> _To do_
Could you retype every line of the data underneath without altering anything?

[[ Information given open ]]

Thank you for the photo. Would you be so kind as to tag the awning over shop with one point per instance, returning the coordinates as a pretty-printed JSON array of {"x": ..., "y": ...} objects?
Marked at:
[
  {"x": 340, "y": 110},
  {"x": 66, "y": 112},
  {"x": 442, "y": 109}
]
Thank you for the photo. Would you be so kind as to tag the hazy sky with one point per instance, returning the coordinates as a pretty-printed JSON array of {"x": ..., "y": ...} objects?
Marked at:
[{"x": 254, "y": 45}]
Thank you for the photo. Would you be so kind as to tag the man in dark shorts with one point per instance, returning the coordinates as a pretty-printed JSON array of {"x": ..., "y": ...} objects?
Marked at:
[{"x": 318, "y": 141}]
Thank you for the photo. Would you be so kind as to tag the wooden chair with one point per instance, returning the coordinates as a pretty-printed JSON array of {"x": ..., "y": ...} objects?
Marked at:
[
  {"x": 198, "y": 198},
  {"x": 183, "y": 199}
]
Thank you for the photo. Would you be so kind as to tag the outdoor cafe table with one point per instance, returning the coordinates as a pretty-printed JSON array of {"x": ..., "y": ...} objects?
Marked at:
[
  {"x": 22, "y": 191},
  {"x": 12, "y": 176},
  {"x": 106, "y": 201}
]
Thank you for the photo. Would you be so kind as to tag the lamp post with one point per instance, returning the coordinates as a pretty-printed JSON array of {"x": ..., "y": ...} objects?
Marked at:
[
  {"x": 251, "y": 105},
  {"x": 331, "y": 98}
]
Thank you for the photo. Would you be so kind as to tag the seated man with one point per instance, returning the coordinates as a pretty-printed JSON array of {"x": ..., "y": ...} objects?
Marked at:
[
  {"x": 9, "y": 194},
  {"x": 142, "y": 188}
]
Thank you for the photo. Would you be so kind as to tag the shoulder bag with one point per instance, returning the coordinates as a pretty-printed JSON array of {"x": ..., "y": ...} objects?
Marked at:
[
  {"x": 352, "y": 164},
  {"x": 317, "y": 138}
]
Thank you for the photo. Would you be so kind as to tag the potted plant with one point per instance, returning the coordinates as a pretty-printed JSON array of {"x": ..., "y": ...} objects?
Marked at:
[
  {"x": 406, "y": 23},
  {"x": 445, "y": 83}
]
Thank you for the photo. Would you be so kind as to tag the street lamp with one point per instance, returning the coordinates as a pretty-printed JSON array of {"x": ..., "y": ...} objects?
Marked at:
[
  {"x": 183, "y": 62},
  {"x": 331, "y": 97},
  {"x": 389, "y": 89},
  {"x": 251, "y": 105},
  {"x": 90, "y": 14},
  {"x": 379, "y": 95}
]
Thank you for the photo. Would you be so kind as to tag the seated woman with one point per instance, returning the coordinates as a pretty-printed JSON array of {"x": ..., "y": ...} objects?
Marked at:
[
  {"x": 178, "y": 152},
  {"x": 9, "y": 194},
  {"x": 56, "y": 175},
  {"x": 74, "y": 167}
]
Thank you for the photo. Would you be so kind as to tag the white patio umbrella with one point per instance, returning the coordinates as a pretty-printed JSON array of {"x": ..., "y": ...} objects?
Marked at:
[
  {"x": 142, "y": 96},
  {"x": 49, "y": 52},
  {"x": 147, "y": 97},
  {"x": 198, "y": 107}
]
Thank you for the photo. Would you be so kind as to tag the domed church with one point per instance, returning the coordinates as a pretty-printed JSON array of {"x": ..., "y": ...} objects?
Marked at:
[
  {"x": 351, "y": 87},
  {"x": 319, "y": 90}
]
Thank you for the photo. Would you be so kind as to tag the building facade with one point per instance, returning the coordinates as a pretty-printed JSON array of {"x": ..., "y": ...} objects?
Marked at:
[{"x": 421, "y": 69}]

[[ Information given closed ]]

> _Solution for this task_
Thank you for the photo. Would you be so kind as to tag the awning over shop with one point per instance, returning the coordinates as a pretty-printed JSON array of {"x": ..., "y": ...} objects?
Marked at:
[
  {"x": 340, "y": 110},
  {"x": 66, "y": 112},
  {"x": 442, "y": 109}
]
Thank you for the photo. Would you be so kind as to tag the hazy sky with one point per instance, returning the coordinates as a pretty-printed JSON array of {"x": ..., "y": ...} objects?
Marked at:
[{"x": 254, "y": 45}]
Thank you for the photo. Would you be so kind as to tag the man in dark shorts with one point per instance, returning the coordinates as a pretty-printed JSON array of {"x": ..., "y": ...} objects?
Marked at:
[{"x": 318, "y": 141}]
Thank you for the photo. Would you be so kind as to tag the wooden chair with one point per instance, returning the coordinates as a pretty-printed JSON array of {"x": ..., "y": ...} objects?
Marked at:
[
  {"x": 198, "y": 198},
  {"x": 183, "y": 199}
]
Thank you for the photo. Would you be so kind as to tag the outdoor cafe table with one point per instance, returning the coordinates as a pretty-printed JSON array of {"x": ..., "y": ...} objects?
Marked at:
[
  {"x": 22, "y": 191},
  {"x": 12, "y": 176},
  {"x": 106, "y": 201}
]
Thank you for the photo. Would you be so kind as to tag the lamp post with one point per instance, returning the coordinates as a pretty-printed JSON array of {"x": ..., "y": ...} objects?
Marked at:
[
  {"x": 251, "y": 105},
  {"x": 331, "y": 98}
]
Thank you for the photo. Would you be so kind as to tag the seated man with one point per instance, returning the coordinates as a pretty-printed JSON array of {"x": ..., "y": ...} objects?
Marked at:
[
  {"x": 9, "y": 194},
  {"x": 142, "y": 188}
]
Thank you for the photo. Would you be so kind as to tag the shoulder bag with one point per instance, returning the coordinates as a pretty-printed JSON array of {"x": ..., "y": ...} objects?
Marked at:
[
  {"x": 352, "y": 164},
  {"x": 317, "y": 138}
]
Thank you for the photo. Would you be so kind as to tag the potted plant with one point per instance, returning the coordinates as a pretty-printed JSON array of {"x": ..., "y": ...} objects?
Marked at:
[
  {"x": 406, "y": 23},
  {"x": 445, "y": 83}
]
Thank you for the photo. Would you be so kind as to tag the street lamp with one point per instance, returning the coordinates as a pretty-printed JSON array of {"x": ..., "y": ...} objects?
Marked at:
[
  {"x": 183, "y": 62},
  {"x": 331, "y": 97},
  {"x": 389, "y": 89},
  {"x": 251, "y": 105},
  {"x": 90, "y": 14},
  {"x": 379, "y": 95}
]
Thank you for the photo. Would you be so kind as to tag the seated woman with one point per instance, returning the coordinates as a pretty-printed JSON array of {"x": ..., "y": ...} objects?
Marked at:
[
  {"x": 178, "y": 152},
  {"x": 9, "y": 194},
  {"x": 56, "y": 175},
  {"x": 74, "y": 167}
]
Thank you for the photo. Would you be so kind as to tag the white patio umbrella with one point per instance, returning the coordinates as a pretty-printed JSON array of {"x": ..., "y": ...} objects?
Marked at:
[
  {"x": 142, "y": 96},
  {"x": 49, "y": 52},
  {"x": 147, "y": 97},
  {"x": 198, "y": 107}
]
Thank you for the photo. Would you be so kind as to tag the domed church with one point per instance, returning the coordinates as a pretty-printed JSON array of {"x": ..., "y": ...} objects?
Marked at:
[
  {"x": 351, "y": 87},
  {"x": 319, "y": 90}
]
Thank you for the photo. Would you be so kind as to tag the building facade with one point per instance, returning the coordinates as a pretty-printed JSON array of {"x": ..., "y": ...} objects?
Marked at:
[{"x": 421, "y": 69}]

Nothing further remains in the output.